> DATA SECTION

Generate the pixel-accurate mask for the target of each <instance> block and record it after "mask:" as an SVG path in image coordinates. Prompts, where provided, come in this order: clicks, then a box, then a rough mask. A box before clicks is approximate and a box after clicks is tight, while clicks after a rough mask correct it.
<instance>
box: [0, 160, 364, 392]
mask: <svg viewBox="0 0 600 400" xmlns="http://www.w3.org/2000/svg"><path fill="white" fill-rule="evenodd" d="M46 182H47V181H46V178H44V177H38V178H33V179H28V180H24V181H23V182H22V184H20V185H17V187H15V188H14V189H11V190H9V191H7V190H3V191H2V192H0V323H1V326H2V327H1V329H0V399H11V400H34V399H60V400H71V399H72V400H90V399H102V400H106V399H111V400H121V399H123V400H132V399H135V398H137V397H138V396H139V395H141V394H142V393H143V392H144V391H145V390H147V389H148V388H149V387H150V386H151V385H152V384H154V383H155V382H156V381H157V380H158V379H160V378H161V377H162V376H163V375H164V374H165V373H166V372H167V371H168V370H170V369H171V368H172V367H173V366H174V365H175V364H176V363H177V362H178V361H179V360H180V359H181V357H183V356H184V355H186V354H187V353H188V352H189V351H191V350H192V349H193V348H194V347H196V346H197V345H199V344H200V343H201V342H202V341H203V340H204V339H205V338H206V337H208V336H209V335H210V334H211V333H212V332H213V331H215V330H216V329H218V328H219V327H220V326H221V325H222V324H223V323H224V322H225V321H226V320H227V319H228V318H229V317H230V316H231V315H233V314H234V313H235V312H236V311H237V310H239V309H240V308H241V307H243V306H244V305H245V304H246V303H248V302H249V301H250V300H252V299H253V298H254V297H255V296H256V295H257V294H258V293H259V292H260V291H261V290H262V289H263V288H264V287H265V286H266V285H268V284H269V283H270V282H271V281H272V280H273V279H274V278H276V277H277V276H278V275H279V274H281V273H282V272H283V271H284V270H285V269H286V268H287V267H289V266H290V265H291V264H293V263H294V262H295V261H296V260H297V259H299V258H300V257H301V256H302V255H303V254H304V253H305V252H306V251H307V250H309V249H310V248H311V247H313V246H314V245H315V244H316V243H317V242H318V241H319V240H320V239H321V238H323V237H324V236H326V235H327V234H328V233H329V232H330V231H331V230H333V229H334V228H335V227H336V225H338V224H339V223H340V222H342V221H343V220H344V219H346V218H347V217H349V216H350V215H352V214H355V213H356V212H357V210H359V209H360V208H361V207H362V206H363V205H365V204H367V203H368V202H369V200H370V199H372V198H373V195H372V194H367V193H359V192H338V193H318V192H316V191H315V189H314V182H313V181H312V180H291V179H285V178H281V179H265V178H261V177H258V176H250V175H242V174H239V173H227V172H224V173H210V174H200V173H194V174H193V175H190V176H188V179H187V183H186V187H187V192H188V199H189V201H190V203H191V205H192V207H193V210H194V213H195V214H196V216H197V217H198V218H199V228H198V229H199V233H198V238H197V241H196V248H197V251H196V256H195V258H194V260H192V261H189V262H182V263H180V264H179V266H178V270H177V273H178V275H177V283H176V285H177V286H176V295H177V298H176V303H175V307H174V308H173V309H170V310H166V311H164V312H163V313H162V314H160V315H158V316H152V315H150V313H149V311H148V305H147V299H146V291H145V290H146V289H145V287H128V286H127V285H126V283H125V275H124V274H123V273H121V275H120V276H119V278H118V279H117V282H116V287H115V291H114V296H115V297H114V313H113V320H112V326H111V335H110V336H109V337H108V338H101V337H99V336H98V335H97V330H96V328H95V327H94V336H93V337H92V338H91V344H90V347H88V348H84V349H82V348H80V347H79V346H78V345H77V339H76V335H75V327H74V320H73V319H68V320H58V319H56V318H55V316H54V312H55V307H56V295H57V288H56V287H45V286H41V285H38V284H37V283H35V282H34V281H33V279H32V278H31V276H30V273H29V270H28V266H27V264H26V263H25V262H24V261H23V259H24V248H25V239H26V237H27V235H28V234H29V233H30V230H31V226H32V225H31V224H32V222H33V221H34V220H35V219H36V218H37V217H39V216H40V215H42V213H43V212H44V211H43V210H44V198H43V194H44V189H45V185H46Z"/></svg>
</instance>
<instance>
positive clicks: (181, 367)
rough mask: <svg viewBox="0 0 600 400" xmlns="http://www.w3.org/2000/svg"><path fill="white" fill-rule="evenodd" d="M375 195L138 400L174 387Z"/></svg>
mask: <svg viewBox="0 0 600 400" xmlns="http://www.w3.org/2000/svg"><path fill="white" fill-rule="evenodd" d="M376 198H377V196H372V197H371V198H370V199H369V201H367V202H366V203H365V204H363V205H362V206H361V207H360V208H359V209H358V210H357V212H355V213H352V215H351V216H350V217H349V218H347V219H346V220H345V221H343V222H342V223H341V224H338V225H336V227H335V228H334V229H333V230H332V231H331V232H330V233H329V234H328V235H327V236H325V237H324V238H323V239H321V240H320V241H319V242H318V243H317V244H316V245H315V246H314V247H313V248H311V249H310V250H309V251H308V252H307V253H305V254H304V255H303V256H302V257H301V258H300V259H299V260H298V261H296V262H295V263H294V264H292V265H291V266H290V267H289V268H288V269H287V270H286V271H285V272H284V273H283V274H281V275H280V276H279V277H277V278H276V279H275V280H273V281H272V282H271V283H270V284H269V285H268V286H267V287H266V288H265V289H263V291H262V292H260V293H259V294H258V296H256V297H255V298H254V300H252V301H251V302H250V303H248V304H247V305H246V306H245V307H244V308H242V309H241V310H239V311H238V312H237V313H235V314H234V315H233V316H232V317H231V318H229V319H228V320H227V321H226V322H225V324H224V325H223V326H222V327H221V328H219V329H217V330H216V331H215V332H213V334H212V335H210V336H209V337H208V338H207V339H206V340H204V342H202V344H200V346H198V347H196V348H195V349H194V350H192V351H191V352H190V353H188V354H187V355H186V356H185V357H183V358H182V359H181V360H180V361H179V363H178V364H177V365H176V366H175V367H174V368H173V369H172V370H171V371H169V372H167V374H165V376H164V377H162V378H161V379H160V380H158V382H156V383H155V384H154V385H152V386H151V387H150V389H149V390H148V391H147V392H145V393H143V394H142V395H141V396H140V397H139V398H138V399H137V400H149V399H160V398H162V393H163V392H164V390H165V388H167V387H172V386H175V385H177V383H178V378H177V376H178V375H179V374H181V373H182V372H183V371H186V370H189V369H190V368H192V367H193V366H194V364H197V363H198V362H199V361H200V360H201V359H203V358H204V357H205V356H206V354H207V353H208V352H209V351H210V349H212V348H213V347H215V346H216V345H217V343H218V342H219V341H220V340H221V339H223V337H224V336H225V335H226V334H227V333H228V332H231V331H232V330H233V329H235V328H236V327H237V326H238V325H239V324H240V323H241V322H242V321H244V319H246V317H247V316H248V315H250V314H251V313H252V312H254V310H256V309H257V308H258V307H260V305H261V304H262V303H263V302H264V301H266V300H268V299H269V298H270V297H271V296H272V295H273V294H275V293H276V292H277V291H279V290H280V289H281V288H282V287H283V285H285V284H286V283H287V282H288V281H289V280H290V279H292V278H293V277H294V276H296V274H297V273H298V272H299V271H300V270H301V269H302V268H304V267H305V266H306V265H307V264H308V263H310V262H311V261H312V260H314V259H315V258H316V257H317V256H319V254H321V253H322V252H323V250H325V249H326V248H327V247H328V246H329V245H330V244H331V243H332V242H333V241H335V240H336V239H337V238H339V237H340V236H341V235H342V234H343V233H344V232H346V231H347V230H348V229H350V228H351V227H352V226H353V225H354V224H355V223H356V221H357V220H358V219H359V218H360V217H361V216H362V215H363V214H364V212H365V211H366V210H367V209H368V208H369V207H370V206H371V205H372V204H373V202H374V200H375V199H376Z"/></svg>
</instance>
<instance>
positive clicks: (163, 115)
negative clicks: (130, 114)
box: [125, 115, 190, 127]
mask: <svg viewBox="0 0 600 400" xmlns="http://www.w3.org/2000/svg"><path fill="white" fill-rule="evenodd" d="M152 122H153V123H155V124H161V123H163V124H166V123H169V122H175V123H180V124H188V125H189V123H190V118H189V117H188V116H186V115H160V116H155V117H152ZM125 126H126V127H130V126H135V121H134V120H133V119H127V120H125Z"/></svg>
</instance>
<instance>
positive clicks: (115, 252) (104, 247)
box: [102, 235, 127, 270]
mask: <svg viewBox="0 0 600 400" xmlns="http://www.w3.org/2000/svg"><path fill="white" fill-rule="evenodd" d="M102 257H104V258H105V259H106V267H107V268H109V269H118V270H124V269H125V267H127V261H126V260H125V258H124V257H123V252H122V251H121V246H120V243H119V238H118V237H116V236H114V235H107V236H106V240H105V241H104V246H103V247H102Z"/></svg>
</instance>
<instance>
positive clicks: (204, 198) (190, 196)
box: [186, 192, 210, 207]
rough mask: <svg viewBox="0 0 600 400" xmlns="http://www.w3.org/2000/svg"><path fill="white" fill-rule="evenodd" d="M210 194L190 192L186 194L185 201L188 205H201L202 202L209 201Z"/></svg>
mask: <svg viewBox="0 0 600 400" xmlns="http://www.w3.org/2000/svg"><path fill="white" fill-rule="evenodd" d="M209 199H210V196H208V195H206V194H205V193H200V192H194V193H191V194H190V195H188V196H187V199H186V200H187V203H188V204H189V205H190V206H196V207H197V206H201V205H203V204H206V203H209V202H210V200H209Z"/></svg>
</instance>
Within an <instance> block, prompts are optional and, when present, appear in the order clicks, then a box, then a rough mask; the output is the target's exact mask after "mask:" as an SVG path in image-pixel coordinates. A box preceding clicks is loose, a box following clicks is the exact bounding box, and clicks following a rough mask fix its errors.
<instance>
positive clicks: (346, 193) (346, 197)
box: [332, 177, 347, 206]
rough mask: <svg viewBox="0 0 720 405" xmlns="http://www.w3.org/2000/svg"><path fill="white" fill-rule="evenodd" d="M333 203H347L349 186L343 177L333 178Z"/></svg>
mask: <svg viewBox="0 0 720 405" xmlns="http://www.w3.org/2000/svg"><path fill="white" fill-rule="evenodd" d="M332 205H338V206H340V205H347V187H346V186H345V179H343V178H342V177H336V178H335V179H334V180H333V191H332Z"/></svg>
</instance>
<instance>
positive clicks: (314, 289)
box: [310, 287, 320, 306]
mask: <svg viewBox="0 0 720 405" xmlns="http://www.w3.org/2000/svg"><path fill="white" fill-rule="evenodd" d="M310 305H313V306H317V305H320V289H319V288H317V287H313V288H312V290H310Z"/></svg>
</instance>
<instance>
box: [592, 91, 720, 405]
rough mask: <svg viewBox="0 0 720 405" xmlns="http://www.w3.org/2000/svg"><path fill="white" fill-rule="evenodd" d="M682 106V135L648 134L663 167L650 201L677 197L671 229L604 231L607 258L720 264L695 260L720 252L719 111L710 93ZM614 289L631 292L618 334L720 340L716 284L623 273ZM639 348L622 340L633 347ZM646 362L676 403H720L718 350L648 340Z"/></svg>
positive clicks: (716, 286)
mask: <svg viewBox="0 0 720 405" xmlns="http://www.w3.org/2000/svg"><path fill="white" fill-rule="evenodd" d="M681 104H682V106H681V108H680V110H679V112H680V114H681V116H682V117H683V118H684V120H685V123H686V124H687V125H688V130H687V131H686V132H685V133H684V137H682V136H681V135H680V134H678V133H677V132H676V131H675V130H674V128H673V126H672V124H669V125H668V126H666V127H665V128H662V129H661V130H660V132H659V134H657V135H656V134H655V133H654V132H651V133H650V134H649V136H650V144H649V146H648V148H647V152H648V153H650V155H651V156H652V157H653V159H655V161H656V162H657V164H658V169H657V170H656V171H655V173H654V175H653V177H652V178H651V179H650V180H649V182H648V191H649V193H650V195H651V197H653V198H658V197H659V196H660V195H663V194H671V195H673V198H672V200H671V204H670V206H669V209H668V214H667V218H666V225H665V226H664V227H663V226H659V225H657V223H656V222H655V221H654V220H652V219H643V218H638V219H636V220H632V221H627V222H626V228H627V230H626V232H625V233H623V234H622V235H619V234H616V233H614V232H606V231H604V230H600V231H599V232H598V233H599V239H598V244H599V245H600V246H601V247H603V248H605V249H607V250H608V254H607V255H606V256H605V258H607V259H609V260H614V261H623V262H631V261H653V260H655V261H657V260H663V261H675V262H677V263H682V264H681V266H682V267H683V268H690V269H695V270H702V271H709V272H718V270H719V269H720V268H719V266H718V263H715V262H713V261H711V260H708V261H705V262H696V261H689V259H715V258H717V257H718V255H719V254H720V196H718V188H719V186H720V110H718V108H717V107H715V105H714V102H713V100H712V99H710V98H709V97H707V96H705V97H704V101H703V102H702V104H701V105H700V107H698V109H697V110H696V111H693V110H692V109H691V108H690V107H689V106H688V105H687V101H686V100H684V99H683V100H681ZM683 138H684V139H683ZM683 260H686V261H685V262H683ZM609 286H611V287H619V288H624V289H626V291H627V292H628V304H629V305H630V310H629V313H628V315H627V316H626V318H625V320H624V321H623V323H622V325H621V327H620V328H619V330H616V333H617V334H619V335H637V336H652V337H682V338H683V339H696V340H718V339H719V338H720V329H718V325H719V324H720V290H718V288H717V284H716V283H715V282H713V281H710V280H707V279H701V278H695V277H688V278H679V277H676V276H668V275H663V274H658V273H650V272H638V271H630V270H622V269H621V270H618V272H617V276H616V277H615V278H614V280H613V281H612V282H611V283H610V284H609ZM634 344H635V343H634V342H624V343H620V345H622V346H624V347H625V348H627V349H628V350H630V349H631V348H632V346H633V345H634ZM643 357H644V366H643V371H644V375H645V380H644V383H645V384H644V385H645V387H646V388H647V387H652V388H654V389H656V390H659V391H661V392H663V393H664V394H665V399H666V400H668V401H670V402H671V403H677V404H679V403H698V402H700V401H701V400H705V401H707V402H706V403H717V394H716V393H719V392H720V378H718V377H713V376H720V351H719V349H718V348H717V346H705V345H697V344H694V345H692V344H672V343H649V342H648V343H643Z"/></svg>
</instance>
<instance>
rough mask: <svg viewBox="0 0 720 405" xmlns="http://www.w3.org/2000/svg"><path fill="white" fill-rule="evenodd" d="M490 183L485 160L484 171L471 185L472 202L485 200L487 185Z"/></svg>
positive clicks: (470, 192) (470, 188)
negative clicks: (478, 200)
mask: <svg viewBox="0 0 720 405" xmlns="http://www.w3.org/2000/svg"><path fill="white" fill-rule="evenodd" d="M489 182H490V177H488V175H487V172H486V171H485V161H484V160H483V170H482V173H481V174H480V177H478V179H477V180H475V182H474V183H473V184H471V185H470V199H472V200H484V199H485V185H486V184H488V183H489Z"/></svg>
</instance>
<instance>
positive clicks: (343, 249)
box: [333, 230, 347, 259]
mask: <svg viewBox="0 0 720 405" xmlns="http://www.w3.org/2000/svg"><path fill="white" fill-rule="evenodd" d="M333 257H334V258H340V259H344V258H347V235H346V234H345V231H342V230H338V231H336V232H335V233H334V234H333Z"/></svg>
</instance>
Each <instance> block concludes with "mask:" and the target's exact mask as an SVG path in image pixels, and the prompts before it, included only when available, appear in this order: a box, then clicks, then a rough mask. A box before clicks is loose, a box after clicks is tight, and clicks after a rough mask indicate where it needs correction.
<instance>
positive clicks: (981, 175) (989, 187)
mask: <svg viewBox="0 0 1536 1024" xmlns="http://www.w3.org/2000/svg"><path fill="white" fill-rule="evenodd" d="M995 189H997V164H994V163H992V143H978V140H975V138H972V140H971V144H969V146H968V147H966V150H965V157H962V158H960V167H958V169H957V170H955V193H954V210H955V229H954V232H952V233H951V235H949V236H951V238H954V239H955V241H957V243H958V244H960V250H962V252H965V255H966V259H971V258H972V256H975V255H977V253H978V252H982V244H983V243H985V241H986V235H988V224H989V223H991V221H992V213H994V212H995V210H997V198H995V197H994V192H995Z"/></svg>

> TO DO
Return the stretch of the listing from its start through the line containing "box: [0, 160, 364, 392]", both ends included, and copy each line character for character.

> ANSWER TO THE PROBLEM
Generate the pixel-accurate mask for the target of each <instance> block and record it after "mask:" as an SVG path in image coordinates. Prompts, where provided, come in this order: clicks, then a box, then a rough mask. A box before clicks is approximate and a box after clicks is tight, while clicks after a rough mask correct it.
<instance>
box: [0, 160, 364, 392]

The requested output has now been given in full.